(PROBLEM TO WORK ON) Can you copy every line of the listing below without changing anything?

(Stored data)
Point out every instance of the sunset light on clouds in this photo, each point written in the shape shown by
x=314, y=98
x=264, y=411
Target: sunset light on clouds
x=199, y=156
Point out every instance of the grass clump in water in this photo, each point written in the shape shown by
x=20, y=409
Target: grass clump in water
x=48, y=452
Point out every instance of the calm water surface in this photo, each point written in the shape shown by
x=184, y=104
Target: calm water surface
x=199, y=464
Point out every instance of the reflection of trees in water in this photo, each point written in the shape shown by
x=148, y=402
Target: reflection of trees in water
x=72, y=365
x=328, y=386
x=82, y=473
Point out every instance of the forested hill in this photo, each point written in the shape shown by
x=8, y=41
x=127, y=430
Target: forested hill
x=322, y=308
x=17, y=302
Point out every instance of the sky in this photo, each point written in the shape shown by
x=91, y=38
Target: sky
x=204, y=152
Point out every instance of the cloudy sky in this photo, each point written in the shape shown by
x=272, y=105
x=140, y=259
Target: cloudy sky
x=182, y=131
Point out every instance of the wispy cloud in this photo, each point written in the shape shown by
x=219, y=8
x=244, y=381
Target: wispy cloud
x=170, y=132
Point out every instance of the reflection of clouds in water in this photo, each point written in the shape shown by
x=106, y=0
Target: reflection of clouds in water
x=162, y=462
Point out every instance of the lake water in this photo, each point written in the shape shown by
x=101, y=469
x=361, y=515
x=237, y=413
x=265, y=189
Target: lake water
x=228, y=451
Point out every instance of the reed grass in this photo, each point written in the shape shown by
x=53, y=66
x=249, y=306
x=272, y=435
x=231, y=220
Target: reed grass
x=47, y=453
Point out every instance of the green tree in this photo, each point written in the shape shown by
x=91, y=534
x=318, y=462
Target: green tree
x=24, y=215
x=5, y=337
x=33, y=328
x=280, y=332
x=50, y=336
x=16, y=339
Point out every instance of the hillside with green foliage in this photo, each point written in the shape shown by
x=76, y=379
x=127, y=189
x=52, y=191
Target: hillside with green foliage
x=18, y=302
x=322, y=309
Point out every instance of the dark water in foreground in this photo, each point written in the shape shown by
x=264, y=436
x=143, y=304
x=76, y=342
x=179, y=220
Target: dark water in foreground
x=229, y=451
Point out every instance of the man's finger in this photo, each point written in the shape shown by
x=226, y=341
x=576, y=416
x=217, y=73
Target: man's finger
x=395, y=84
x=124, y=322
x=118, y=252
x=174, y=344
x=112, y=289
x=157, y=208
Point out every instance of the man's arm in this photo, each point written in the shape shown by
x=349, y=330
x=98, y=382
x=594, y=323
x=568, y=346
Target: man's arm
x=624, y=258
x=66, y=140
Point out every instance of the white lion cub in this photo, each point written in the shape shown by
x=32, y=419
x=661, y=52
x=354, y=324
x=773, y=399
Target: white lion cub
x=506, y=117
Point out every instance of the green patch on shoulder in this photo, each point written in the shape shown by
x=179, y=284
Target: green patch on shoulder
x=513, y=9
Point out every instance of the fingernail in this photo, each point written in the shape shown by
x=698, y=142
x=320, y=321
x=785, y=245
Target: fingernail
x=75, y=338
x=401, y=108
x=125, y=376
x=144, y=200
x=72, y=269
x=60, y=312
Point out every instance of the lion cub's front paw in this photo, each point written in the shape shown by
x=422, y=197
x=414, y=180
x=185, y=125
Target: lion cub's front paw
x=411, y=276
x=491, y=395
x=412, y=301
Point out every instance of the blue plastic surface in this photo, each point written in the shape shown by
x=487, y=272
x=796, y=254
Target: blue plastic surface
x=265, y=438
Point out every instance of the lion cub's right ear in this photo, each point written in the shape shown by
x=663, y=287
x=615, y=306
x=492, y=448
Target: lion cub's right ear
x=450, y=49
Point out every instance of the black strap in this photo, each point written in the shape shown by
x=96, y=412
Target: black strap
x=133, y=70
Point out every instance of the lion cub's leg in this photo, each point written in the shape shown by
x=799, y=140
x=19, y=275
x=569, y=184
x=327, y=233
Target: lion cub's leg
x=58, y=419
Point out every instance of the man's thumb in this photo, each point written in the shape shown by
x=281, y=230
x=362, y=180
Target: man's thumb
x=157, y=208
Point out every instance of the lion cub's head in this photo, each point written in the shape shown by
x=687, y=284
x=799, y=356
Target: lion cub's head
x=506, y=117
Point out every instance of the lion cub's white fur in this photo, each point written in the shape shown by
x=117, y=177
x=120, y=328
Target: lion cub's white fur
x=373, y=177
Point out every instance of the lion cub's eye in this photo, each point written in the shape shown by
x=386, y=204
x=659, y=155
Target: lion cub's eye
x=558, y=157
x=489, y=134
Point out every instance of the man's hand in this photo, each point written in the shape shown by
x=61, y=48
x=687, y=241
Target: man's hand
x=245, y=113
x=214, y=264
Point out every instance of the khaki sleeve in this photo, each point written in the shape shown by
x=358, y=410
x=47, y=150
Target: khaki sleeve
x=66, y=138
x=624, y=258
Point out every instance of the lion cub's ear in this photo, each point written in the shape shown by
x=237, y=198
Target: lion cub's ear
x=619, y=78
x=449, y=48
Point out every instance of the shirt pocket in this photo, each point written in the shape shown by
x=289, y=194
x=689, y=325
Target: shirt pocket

(CORRECT RESPONSE)
Point out every instance of the sunset light on clouds in this photo, each point written in the shape shown by
x=314, y=98
x=264, y=411
Target: sunset light on clouds
x=199, y=156
Point out every instance of the grass clump in water in this photo, each point written in the shape shown by
x=20, y=409
Target: grass clump in water
x=48, y=452
Point out every instance of the calm water surface in this photo, each point written in the shape shown by
x=184, y=104
Target: calm water surface
x=199, y=464
Point out every instance of the reflection of trees in water in this photo, each point written in the shape shown by
x=148, y=402
Target: reflection of trees in water
x=72, y=365
x=328, y=386
x=82, y=473
Point out every instance of the forested hill in this photo, each point written in the shape shown by
x=8, y=41
x=127, y=430
Target: forested hill
x=322, y=308
x=17, y=302
Point out every instance of the sky in this photo, each point written in the shape shown by
x=91, y=38
Target: sky
x=204, y=152
Point out every instance of the cloudy sky in this photo, each point written in the shape shown by
x=272, y=105
x=140, y=259
Target: cloudy sky
x=182, y=131
Point out every instance of the wispy cloud in this photo, each point written in the shape shown by
x=219, y=8
x=244, y=381
Target: wispy cloud
x=170, y=132
Point out every instance of the reflection of clouds in water in this photo, each point written in the shape shown by
x=106, y=0
Target: reflection of clouds in water
x=162, y=462
Point out every instance of the lake water in this photo, each point written in the shape shown by
x=101, y=469
x=361, y=515
x=237, y=413
x=265, y=189
Target: lake water
x=228, y=451
Point out every instance of the reed grass in this photo, each point written in the shape shown by
x=53, y=66
x=249, y=306
x=272, y=435
x=231, y=220
Target: reed grass
x=47, y=453
Point out every instance of the green tree in this photo, each point written in the shape shown by
x=91, y=534
x=318, y=462
Target: green tree
x=24, y=215
x=5, y=337
x=33, y=328
x=280, y=332
x=50, y=336
x=16, y=339
Point out every instance of the hillside with green foliage in this photo, each point written in the shape shown by
x=76, y=379
x=127, y=189
x=52, y=191
Target: hillside with green foliage
x=18, y=302
x=322, y=309
Point out every instance of the dark water in foreground in this photo, each point written in the shape shown by
x=264, y=436
x=143, y=304
x=76, y=342
x=179, y=220
Target: dark water in foreground
x=229, y=451
Point out every instance of the man's finger in this photo, each point written in the shape shown by
x=226, y=341
x=576, y=416
x=217, y=73
Target: man's finger
x=395, y=84
x=124, y=322
x=118, y=252
x=174, y=344
x=112, y=289
x=157, y=208
Point out every instance of the man's arm in this photo, each point written in the shape shown by
x=349, y=330
x=98, y=382
x=594, y=323
x=568, y=346
Target: man's arm
x=624, y=258
x=66, y=140
Point out every instance of the white lion cub in this photo, each point written in the shape shown by
x=32, y=419
x=661, y=52
x=354, y=324
x=773, y=399
Target: white lion cub
x=506, y=117
Point out every instance of the green patch on shoulder in this photo, each point written in the shape shown by
x=179, y=284
Target: green patch on shoulder
x=513, y=9
Point out every instance of the fingernail in this photo, each point written in the shape shown by
x=698, y=142
x=320, y=321
x=785, y=245
Target: fingernail
x=75, y=338
x=401, y=108
x=125, y=376
x=144, y=200
x=72, y=269
x=60, y=312
Point out every instance of the lion cub's front paw in this photo, each point written in the shape shown by
x=422, y=197
x=414, y=180
x=185, y=125
Target: lion cub's front paw
x=411, y=276
x=491, y=395
x=412, y=301
Point out every instance of the blue plastic surface in this photo, each point written in the shape shown by
x=487, y=272
x=796, y=254
Target: blue plastic surface
x=265, y=438
Point out every instance of the lion cub's right ear in this photo, each point written in the shape shown by
x=663, y=287
x=615, y=306
x=492, y=448
Target: lion cub's right ear
x=450, y=49
Point out every instance of the black strap in this photo, each point written in the shape shown by
x=96, y=412
Target: black strap
x=133, y=70
Point out every instance of the lion cub's leg in this photo, each point written in the shape shown by
x=799, y=140
x=19, y=275
x=569, y=184
x=327, y=233
Target: lion cub's leg
x=58, y=419
Point out every instance of the man's thumb in this photo, each point written in the shape shown by
x=281, y=230
x=362, y=180
Target: man's thumb
x=157, y=208
Point out every instance of the lion cub's head in this photo, each point written in the shape shown by
x=687, y=284
x=799, y=356
Target: lion cub's head
x=506, y=117
Point out every instance of the lion cub's white fur in this photo, each point written in the shape shown by
x=117, y=177
x=120, y=328
Target: lion cub's white fur
x=373, y=177
Point out every instance of the lion cub's eye in this photo, each point written in the shape shown by
x=386, y=204
x=659, y=155
Target: lion cub's eye
x=558, y=157
x=489, y=134
Point out every instance of the man's hand in this photo, each point written in the shape shown by
x=61, y=48
x=687, y=241
Target: man's hand
x=245, y=113
x=214, y=264
Point out every instance of the khaki sleeve in this photo, each point written in the shape shown by
x=358, y=410
x=47, y=150
Target: khaki sleeve
x=66, y=138
x=624, y=258
Point out every instance of the lion cub's ear in this photo, each point written in the shape shown by
x=237, y=198
Target: lion cub's ear
x=619, y=78
x=449, y=48
Point out every instance of the shirt pocket in this photo, each point written in the shape shown by
x=289, y=194
x=689, y=325
Target: shirt pocket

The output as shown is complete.